*EXTRAIT DU DOCUMENT:*
===

Catherine Fradier, qui connaît bien la Côte d’Azur au sein de laquelle se déroule l’action de l’un de ses meilleurs ouvrages « La colère des enfants déchus » n’en revient pas de cette action en justice : « On m’accuse de complicité, c’est marrant pour une ancienne flic. ».

Le dilemme est posé et un mouvement s’est créé face à cette action en justice d’un Opus Dei, répertorié par la Commission Parlementaire Belge comme une secte mais ne jouant pas dans cette même catégorie en France n’étant pas classifié comme un mouvement de type sectaire. Les sommes demandées à une jeune maison d’édition rendent encore un peu plus ridicule cette initiative totalement disproportionnée contre un roman stipulant bien qu’il s’agit d’une fiction.

fradier-camino.jpg « Mon premier polar, Un Poison nommé Rwanda traite du génocide rwandais et de l’implication des militaires français dans ce génocide. Ce livre est étudié dans les lycées, et à travers cette histoire, les jeunes comprennent ce qui s’est passé au Rwanda. Nous sommes les passeurs des histoires du monde dans lequel on vit » Catherine Fradier est amère mais celle qui a été l’une des premières femmes à travailler en brigade de nuit dans la police en a vu d’autres et elle espère bien venir à bout de cette histoire qu’elle n’a pas écrite mais dont elle voudrait bien signer la fin. Certes, cette fin ne justifie pas des moyens qui font justement défaut et à ce titre l’auteur et la maison d’édition ont lancé une souscription pour faire face à des frais de justice plutôt malvenus.

Alors, diffamation ou fiction ? Accusation ou investigation ? La justice française se trouve une fois de plus devant un sujet épineux qui fera certainement couler une encre aussi noire que le thème de leurs auteurs.

INTERVIEW DE CATHERINE FRADIER

Nice Premium : Catherine Fradier, l’Opus Dei vous attaque en justice pour votre dernier roman CAMINO 999. Pouvez-vous nous en dire plus ?

Catherine Fradier : Mon éditeur et moi-même sommes poursuivis pour diffamation. Jean-Jacques Reboux comme auteur principal et moi comme complice.
Complice… pour un ancien flic, ce terme a une drôle de résonnance.

NP : Qu’est-ce qui est reproché à votre publication ?

On me reproche entre autre d’avoir mêlé la réalité à la fiction sans précaution particulière. Si la précaution est de signaler en bas de page le vrai du faux, je ne vous raconte pas la gueule des prochains polars si nous devions perdre…

NP : Cette assignation, si elle faisait jurisprudence, ne pourrait-elle pas menacer de nombreux écrivains à l’avenir ?

===

*DONNÉES EXTRAITES:*
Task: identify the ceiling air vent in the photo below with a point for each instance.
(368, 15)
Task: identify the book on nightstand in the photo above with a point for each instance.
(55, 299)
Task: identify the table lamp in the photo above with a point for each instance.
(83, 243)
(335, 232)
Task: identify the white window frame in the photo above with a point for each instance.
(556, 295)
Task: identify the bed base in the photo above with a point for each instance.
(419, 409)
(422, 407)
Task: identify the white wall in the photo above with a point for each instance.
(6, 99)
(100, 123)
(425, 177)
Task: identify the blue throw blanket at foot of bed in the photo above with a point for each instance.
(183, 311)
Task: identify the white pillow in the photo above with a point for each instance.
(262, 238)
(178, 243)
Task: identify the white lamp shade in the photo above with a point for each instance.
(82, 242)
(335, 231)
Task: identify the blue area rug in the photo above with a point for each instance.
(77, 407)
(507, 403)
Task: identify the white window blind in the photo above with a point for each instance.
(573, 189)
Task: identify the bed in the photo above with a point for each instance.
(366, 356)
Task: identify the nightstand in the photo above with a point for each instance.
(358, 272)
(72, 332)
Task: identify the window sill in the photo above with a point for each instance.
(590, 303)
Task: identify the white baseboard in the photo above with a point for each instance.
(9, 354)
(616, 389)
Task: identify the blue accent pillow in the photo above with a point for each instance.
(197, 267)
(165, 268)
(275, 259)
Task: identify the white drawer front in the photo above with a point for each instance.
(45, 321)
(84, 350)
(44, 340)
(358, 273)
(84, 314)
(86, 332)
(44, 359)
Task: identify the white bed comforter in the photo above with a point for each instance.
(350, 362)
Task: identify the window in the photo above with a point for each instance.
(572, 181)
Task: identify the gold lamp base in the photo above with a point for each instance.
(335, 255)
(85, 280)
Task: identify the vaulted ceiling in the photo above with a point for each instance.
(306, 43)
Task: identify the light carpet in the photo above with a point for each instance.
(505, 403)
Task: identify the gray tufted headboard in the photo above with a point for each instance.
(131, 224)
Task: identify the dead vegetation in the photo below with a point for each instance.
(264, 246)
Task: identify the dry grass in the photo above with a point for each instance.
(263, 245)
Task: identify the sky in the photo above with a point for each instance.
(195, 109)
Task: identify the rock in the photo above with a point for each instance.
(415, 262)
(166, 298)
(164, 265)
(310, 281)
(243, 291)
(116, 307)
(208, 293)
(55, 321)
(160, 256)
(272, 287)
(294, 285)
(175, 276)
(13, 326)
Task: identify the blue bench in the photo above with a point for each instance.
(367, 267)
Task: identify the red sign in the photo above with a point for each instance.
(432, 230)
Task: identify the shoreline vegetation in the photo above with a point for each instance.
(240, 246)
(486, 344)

===

*ÉNONCÉ DU PROBLÈME:* Recopiez, s'il vous plaît, l'extrait du document entre « INTERVIEW DE CATHERINE » et « drôle de résonnance. », bornes comprises. Vous n'aurez pas besoin des enregistrements.

*RÉPONSE CI-DESSOUS:*
INTERVIEW DE CATHERINE FRADIER

Nice Premium : Catherine Fradier, l’Opus Dei vous attaque en justice pour votre dernier roman CAMINO 999. Pouvez-vous nous en dire plus ?

Catherine Fradier : Mon éditeur et moi-même sommes poursuivis pour diffamation. Jean-Jacques Reboux comme auteur principal et moi comme complice.
Complice… pour un ancien flic, ce terme a une drôle de résonnance.